— Tasks and exercises —
1 - Summarize the market commentary in two sentences.
2 - Reproduce the stretch of the market commentary from "STOCK RECOMMENDATIONS" through "Rs 163 (CLS)".
-- Source passage follows --
What we have witnessed is that the index is moving higher and India VIX is also moving higher, which definitely is not a good sign. The India VIX is now at a very crucial juncture as the zone of 24 – 26 is a resistance zone and if this time it breakout it and we could see immense volatility. With the Union Budget event lined up and the Q3 earning season picking up steam, one needs to keep a close watch on India VIX. The breakdown of 5-EMA and trajectory of 5-EMA turning down along with India VIX breaking out of the 24 – 26 mark would be a perfect treat for bears!

STOCK RECOMMENDATIONS

ADITYA BIRLA FASHION AND RETAIL ....... BUY .......CMP Rs 174.40

BSE Code : 535755
Target 1 : Rs 192
Target 2 : Rs 200
Stoploss : Rs 163 (CLS)
-- Source passage concluded --
-- Supplied entries follows --
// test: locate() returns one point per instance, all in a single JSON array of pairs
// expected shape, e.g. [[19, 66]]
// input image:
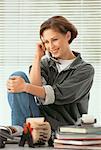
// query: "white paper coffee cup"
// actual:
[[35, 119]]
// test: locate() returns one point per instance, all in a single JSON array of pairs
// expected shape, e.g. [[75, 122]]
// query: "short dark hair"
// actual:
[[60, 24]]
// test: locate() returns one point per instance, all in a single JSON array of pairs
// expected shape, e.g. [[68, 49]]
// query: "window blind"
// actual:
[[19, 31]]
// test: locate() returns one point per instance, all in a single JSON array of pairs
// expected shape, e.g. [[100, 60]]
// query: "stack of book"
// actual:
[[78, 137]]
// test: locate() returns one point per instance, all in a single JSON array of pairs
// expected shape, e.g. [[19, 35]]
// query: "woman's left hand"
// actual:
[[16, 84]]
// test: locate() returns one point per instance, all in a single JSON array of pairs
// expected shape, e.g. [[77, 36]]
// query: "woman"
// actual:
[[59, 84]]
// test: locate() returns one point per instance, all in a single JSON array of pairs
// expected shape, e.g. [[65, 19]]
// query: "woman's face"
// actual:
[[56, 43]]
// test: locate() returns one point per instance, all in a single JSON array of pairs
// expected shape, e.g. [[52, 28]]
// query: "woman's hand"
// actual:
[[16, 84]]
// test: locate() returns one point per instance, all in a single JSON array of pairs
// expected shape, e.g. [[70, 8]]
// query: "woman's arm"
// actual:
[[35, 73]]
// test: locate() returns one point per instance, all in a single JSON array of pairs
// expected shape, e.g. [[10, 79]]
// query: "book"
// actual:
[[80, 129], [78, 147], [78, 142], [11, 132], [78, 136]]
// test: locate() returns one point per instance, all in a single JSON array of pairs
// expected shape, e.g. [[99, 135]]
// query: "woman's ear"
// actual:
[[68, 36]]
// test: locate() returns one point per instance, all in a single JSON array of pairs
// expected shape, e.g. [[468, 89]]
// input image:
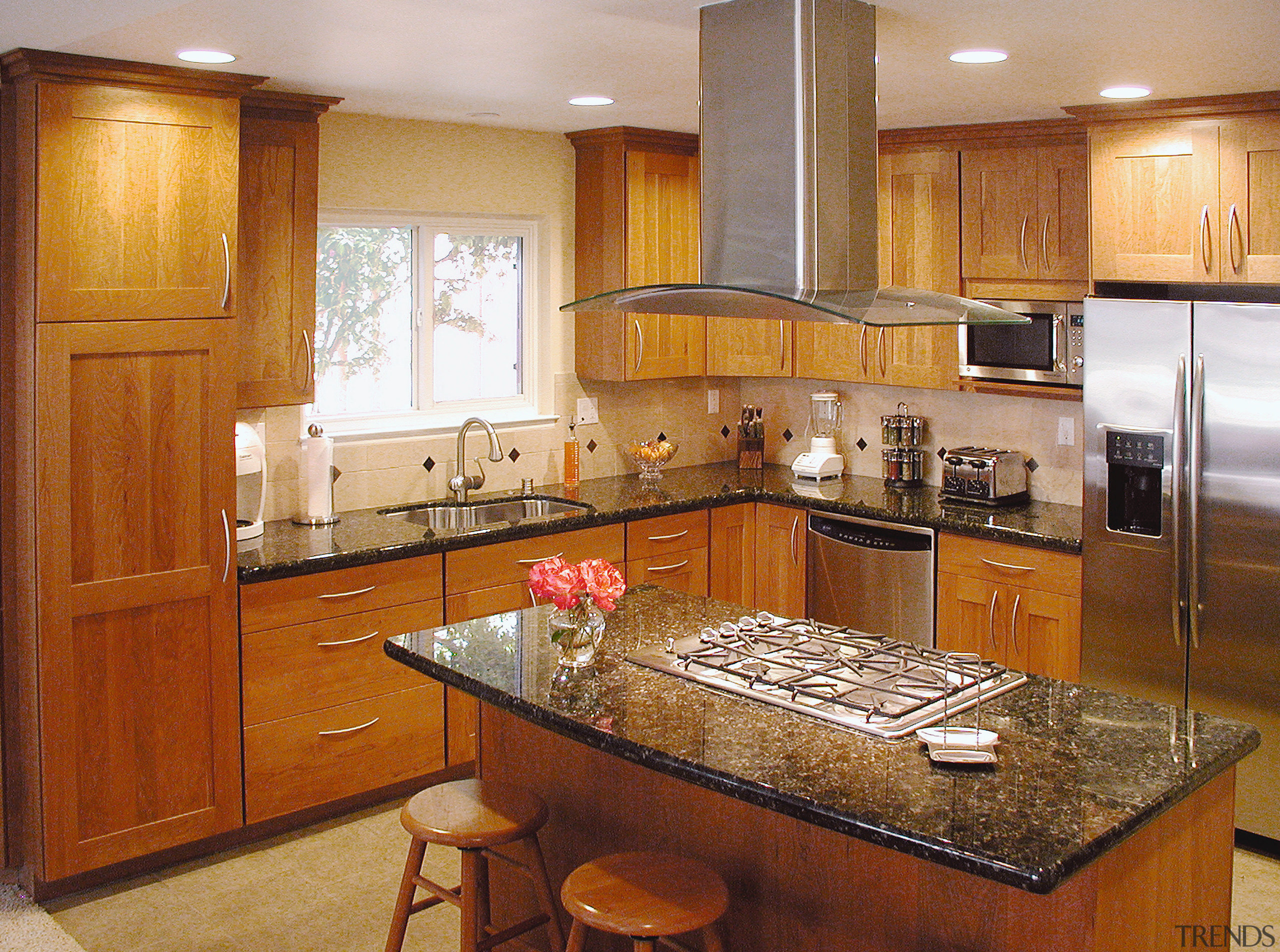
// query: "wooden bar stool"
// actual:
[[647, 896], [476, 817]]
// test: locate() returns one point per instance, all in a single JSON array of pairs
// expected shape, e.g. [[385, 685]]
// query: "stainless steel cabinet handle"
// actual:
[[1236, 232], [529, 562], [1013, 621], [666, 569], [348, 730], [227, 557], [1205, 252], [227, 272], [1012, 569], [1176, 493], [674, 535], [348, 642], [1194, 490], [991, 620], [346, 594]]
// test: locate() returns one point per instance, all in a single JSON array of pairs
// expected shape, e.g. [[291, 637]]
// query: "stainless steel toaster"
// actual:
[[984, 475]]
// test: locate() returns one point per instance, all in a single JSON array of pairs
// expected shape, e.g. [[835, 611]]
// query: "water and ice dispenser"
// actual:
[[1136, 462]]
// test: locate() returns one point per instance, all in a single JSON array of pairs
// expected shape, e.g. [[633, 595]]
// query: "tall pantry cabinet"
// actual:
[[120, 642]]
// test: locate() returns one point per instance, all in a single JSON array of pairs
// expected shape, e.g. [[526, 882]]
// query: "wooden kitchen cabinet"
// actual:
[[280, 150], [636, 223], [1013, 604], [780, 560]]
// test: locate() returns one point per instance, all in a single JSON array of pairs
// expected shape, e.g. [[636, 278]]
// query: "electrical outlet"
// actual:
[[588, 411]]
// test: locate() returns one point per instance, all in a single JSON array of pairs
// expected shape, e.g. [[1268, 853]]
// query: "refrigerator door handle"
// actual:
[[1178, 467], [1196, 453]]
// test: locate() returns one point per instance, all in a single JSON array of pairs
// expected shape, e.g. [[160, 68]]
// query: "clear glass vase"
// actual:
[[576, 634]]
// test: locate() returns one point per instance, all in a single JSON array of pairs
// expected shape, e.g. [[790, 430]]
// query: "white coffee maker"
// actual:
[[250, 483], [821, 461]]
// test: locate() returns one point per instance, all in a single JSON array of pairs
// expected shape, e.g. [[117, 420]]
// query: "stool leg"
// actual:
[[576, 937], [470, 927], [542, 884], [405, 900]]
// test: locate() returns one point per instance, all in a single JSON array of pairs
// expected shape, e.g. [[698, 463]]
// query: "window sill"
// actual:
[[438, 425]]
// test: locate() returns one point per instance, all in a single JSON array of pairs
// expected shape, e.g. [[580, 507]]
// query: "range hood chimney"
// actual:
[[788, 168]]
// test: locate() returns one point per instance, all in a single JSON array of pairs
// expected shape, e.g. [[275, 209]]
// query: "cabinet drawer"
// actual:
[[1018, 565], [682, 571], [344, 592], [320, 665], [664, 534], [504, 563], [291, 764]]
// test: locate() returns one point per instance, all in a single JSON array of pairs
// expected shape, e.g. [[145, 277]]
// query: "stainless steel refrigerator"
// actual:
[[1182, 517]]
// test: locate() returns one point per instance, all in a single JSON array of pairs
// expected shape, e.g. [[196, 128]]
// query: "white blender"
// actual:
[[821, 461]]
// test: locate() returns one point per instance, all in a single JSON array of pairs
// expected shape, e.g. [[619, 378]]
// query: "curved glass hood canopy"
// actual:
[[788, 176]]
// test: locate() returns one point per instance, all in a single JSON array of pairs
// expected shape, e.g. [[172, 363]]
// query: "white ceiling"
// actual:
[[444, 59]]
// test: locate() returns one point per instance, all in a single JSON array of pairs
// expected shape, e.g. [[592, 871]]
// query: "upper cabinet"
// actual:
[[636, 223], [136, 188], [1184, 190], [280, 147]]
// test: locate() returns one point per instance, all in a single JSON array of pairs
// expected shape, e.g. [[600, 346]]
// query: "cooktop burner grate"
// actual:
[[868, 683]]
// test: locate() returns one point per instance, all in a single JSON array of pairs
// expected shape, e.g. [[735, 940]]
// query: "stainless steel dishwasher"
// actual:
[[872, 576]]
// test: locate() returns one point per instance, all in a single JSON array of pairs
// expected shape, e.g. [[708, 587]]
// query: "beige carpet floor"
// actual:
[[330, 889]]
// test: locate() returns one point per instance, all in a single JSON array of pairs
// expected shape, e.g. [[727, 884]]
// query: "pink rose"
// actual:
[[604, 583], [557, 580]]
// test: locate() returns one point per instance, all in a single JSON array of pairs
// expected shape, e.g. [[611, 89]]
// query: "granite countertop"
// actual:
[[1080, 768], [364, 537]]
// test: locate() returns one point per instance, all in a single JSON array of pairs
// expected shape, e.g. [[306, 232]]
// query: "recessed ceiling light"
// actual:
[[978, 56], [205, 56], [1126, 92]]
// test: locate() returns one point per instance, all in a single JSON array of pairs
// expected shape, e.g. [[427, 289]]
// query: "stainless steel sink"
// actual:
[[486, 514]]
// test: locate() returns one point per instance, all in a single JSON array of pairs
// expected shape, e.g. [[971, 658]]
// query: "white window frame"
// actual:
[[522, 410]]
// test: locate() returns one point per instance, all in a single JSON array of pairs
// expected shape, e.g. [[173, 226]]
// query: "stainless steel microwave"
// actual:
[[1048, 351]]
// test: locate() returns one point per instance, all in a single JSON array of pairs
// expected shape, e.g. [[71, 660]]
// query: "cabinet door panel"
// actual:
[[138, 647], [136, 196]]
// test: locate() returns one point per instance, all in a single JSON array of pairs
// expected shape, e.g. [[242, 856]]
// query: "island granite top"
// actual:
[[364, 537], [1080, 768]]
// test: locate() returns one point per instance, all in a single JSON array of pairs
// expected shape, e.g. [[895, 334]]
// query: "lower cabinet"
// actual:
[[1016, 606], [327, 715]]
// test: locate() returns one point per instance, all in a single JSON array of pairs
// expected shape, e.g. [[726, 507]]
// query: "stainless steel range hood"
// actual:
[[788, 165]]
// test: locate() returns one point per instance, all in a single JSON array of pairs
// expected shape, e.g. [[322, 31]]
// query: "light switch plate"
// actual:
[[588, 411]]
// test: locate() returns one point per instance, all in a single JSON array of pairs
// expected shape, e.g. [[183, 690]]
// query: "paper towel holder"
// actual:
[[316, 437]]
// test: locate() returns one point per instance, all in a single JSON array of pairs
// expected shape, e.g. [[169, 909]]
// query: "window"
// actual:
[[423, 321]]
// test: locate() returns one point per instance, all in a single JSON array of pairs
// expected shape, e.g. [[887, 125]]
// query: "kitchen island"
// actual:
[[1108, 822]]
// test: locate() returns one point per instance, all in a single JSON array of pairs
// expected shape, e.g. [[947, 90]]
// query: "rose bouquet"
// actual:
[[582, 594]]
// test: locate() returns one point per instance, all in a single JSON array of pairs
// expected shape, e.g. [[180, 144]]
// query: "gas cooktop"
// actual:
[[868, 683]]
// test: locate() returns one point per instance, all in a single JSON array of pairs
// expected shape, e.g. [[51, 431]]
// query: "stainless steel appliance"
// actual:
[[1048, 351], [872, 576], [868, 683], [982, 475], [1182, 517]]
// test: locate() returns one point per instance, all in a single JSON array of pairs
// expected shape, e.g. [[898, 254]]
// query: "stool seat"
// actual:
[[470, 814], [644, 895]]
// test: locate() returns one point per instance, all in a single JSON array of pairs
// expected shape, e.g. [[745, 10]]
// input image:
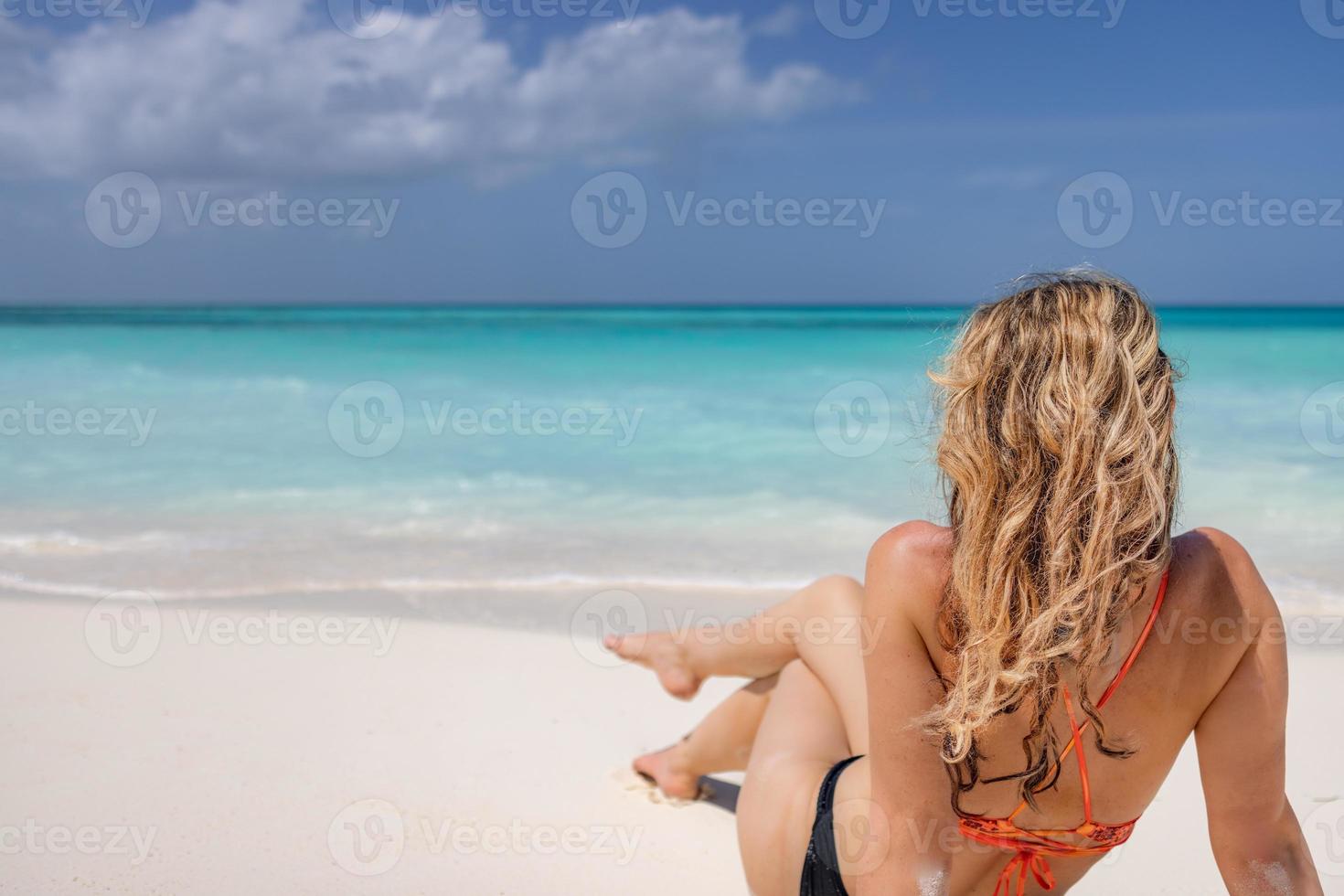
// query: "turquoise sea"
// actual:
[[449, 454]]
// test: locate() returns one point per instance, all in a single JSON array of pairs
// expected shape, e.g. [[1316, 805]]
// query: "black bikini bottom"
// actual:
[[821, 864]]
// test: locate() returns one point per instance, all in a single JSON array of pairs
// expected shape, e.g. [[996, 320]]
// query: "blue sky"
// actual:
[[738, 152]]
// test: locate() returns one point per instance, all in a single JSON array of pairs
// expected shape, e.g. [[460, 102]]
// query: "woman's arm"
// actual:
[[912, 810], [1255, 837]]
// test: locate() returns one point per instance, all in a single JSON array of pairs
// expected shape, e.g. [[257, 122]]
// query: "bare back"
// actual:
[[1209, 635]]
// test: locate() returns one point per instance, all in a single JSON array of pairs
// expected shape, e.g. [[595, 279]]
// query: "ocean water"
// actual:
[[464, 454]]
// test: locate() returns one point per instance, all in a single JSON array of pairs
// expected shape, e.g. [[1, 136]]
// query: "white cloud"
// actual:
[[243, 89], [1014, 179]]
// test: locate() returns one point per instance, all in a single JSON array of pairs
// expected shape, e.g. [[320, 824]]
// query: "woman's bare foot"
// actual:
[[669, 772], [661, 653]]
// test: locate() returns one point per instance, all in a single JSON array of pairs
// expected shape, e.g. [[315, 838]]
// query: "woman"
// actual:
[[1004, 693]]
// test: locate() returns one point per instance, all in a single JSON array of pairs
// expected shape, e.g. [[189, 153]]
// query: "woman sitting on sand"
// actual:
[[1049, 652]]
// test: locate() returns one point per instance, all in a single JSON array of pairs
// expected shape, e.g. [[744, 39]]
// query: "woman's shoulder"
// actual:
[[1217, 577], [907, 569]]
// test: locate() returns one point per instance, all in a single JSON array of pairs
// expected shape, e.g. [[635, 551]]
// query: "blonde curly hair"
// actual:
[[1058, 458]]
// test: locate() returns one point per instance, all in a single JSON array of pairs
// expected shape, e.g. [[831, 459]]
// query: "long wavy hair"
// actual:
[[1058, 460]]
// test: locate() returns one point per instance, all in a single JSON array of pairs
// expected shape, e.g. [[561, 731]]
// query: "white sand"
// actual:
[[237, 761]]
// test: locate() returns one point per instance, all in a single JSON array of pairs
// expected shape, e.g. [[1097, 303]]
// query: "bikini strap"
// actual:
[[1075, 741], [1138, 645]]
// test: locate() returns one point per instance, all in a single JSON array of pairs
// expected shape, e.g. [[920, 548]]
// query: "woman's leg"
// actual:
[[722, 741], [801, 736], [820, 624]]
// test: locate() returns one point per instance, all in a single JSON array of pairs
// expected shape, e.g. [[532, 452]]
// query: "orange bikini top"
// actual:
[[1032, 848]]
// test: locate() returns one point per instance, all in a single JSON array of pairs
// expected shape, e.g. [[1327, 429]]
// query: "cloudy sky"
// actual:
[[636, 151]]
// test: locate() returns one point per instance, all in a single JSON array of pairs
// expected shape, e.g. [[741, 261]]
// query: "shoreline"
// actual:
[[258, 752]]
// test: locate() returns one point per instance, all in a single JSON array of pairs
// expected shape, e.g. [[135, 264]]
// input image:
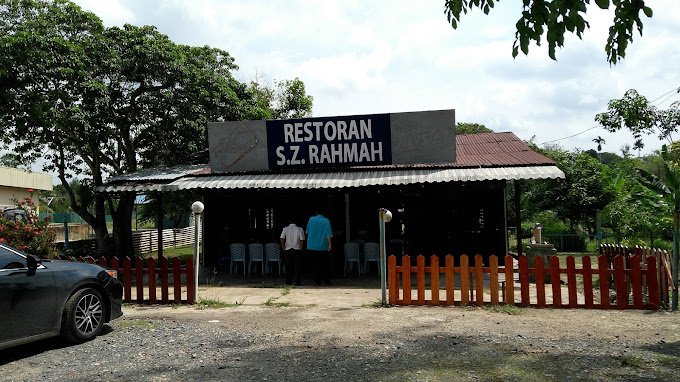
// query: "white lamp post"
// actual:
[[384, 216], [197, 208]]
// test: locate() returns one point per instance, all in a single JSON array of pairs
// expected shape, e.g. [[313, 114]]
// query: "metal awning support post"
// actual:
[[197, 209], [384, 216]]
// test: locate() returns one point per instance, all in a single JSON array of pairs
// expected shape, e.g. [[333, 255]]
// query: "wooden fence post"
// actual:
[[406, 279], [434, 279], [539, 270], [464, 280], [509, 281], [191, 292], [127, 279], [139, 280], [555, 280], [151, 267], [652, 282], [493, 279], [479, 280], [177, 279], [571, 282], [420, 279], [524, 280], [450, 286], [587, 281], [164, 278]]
-- Supplied entries concluded --
— Answers to the exercises —
1 - Both the index and India VIX are rising, which the commentary calls a bad sign, and India VIX now sits at a crucial 24–26 resistance zone where a breakout could bring immense volatility and, along with a breakdown of the 5-EMA, favor bears. With the Union Budget and the Q3 earnings season ahead, India VIX needs close watching, and the commentary recommends buying Aditya Birla Fashion and Retail at Rs 174.40, with targets of Rs 192 and Rs 200 and a stop-loss of Rs 163.

2 -
STOCK RECOMMENDATIONS

ADITYA BIRLA FASHION AND RETAIL ....... BUY .......CMP Rs 174.40

BSE Code : 535755
Target 1 : Rs 192
Target 2 : Rs 200
Stoploss : Rs 163 (CLS)